• What this task involves: Can you filter the listing below and copy out every line that contains the string "statue"? Only case-sensitive matches count.

(Saved entries)
========================================

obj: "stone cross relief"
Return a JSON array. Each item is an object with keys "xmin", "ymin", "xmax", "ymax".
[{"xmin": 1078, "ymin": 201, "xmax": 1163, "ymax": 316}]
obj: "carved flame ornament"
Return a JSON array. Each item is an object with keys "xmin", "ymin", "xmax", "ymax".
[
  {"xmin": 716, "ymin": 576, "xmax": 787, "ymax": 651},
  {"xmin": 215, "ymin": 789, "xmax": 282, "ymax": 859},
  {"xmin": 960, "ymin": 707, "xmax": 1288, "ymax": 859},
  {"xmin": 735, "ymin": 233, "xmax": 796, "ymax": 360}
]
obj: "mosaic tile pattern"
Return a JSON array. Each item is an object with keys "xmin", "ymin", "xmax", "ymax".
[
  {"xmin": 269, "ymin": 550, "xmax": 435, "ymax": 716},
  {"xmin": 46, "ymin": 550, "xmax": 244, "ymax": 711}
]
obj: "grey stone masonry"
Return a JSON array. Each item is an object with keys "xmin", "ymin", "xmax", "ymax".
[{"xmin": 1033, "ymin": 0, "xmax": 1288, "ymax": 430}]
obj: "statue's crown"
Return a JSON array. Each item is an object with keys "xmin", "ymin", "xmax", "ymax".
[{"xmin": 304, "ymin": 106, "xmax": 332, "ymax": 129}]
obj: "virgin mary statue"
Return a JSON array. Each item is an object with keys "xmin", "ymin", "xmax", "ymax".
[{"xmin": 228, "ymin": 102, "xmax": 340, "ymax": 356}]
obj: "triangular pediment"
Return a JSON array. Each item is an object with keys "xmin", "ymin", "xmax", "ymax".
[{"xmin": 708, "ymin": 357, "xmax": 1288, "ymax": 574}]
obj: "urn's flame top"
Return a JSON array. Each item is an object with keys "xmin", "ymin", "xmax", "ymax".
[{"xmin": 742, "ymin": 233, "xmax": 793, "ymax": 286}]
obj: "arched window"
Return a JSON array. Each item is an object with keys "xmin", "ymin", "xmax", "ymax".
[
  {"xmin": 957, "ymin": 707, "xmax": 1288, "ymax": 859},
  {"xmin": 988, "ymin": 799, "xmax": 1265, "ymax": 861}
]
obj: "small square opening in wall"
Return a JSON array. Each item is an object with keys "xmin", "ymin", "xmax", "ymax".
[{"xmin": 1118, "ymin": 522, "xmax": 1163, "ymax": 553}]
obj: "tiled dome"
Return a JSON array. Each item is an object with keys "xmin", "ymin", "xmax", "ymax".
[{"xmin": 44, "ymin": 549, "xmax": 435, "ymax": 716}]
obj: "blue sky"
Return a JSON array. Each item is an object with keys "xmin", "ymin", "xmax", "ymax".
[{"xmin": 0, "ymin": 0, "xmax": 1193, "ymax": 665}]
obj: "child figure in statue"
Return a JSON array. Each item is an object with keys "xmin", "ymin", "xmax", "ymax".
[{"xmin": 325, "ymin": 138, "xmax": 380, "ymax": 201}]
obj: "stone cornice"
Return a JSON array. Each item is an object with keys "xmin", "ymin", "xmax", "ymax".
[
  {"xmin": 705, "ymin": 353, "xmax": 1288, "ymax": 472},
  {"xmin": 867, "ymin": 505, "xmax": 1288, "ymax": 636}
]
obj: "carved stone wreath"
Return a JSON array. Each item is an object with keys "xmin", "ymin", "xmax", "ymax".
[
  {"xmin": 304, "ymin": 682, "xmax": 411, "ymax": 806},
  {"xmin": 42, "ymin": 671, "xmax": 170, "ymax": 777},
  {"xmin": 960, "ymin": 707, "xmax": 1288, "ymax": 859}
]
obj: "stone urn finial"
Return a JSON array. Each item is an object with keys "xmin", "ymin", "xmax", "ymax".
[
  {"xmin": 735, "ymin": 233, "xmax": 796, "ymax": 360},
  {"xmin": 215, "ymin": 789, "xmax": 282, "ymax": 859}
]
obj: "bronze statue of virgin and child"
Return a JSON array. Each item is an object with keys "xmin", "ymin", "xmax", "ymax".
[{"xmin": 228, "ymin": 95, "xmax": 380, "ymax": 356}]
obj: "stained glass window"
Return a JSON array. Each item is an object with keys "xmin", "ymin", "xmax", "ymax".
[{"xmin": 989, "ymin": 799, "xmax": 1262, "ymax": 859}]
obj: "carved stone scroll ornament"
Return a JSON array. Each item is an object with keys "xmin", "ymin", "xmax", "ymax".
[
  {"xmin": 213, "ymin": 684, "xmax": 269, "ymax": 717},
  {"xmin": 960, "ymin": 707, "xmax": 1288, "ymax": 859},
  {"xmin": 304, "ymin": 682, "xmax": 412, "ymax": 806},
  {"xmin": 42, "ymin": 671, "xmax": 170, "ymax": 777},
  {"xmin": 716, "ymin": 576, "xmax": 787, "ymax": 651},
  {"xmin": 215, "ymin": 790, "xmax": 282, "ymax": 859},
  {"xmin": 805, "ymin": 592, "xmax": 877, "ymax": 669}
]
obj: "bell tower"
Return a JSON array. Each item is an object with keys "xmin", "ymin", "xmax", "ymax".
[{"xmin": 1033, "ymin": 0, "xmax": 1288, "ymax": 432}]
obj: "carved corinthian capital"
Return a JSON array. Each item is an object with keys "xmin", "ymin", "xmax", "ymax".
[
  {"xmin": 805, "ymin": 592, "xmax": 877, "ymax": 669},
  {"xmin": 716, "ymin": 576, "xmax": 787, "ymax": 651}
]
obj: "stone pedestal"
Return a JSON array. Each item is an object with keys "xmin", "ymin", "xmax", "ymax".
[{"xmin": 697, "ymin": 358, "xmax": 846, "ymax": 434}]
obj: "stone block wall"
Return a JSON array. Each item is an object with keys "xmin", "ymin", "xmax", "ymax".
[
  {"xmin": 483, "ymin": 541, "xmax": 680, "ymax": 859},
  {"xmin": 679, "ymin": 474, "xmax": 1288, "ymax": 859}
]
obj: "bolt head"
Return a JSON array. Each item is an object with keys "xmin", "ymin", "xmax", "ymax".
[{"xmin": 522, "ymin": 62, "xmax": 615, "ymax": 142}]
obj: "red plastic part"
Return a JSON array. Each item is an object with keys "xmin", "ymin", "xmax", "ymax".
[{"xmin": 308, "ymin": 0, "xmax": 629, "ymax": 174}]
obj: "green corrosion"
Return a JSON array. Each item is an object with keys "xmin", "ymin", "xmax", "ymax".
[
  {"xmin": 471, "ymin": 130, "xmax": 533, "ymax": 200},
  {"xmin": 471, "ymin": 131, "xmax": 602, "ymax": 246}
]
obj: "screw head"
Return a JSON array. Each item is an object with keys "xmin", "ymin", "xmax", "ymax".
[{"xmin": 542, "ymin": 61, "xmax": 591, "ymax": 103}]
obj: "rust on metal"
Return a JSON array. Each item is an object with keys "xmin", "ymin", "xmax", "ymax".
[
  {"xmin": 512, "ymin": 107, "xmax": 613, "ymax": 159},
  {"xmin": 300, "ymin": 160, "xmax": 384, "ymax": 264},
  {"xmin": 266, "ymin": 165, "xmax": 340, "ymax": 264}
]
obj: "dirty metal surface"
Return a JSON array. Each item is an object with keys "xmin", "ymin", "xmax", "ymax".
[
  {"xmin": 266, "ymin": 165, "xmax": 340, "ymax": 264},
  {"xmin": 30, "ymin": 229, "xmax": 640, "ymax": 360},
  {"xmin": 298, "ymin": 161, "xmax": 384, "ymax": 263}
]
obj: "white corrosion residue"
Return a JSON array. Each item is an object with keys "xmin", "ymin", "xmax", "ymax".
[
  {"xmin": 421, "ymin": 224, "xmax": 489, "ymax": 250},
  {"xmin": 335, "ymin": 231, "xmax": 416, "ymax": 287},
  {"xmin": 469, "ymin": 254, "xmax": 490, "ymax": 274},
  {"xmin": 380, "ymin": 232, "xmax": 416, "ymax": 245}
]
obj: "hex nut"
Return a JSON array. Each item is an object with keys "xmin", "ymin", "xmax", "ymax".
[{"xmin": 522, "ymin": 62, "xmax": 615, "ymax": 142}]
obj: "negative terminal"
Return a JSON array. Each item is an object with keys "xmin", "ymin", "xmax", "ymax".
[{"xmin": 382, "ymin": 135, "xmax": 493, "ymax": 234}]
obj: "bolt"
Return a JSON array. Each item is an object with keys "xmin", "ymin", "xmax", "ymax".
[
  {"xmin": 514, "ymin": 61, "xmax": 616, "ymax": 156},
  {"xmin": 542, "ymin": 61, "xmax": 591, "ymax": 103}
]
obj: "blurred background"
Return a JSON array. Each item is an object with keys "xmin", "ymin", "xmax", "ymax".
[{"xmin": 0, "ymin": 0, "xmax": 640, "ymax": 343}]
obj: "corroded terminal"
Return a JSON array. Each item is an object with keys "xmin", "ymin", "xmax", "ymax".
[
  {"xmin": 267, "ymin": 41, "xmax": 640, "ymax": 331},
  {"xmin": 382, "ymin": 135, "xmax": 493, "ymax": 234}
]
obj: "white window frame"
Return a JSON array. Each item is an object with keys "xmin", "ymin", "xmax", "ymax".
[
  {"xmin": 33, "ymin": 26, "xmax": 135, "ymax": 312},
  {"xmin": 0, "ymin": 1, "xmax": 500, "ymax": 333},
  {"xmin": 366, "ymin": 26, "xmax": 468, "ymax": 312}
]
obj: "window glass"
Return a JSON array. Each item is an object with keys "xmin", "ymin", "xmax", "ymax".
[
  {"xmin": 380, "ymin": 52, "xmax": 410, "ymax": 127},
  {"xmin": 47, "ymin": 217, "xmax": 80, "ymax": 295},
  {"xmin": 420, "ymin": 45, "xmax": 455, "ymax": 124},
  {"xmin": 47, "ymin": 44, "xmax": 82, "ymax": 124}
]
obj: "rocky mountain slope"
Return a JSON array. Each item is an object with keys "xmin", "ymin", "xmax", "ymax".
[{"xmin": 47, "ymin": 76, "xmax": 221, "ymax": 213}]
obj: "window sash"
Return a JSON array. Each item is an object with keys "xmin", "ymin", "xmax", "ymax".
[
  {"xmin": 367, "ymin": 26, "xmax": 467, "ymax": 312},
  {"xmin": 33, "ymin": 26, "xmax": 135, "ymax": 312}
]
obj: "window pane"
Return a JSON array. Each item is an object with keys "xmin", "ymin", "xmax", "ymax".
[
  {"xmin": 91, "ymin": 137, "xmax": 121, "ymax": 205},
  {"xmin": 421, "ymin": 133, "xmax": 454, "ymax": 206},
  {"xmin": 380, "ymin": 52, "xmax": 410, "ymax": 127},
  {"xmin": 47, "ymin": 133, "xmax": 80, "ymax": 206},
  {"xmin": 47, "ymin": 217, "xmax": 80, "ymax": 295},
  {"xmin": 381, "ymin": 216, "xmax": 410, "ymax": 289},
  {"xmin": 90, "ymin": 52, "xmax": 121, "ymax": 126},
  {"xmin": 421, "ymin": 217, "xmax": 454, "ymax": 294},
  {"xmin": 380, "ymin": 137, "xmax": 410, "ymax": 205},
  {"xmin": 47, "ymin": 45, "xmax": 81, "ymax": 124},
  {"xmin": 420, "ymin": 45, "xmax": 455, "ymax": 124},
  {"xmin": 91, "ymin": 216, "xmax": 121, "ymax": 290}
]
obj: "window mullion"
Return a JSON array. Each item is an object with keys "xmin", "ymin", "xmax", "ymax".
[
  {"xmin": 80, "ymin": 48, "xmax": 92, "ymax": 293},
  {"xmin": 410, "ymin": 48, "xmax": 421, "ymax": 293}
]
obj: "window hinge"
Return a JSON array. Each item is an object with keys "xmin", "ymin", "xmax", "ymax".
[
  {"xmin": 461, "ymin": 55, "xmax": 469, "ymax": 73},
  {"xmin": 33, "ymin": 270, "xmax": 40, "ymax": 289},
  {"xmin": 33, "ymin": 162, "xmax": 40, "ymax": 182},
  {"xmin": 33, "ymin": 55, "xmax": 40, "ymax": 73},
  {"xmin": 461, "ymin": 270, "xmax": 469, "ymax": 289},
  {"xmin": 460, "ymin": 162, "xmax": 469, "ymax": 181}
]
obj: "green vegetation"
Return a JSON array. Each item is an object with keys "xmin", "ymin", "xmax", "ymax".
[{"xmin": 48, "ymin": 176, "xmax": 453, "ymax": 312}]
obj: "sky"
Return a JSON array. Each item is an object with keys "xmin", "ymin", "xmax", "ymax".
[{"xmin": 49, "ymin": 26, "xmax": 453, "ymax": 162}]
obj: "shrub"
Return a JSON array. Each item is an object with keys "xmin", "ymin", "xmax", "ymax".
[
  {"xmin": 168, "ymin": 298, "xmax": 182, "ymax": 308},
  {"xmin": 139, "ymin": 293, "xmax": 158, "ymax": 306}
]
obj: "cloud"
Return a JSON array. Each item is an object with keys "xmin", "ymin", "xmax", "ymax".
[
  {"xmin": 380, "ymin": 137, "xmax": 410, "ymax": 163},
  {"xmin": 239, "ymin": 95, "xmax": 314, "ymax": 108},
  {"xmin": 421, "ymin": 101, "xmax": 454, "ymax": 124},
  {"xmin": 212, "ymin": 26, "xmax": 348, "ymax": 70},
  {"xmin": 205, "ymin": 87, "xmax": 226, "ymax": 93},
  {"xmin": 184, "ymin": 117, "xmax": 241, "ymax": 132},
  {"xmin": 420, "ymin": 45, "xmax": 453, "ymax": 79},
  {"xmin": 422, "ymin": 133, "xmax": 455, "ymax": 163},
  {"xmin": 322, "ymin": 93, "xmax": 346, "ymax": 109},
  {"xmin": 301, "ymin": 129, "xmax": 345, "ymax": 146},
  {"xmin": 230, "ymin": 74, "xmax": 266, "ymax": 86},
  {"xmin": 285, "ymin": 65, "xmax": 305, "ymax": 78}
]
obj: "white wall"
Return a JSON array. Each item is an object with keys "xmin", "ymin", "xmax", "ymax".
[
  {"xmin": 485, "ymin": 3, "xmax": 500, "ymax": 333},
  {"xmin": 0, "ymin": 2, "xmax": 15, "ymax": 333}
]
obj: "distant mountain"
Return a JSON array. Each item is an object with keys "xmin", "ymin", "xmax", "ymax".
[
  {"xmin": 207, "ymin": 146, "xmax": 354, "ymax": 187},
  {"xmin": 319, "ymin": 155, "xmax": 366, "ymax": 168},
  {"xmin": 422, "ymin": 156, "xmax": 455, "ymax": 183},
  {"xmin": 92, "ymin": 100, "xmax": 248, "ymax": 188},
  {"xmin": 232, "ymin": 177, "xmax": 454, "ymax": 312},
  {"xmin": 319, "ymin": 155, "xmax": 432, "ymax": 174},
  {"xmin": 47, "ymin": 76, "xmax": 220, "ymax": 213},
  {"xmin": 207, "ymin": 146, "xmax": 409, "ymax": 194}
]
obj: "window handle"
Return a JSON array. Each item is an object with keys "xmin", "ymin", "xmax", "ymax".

========================================

• Exercise response:
obj: "statue's crown"
obj: "virgin mary statue"
obj: "child figure in statue"
obj: "bronze statue of virgin and child"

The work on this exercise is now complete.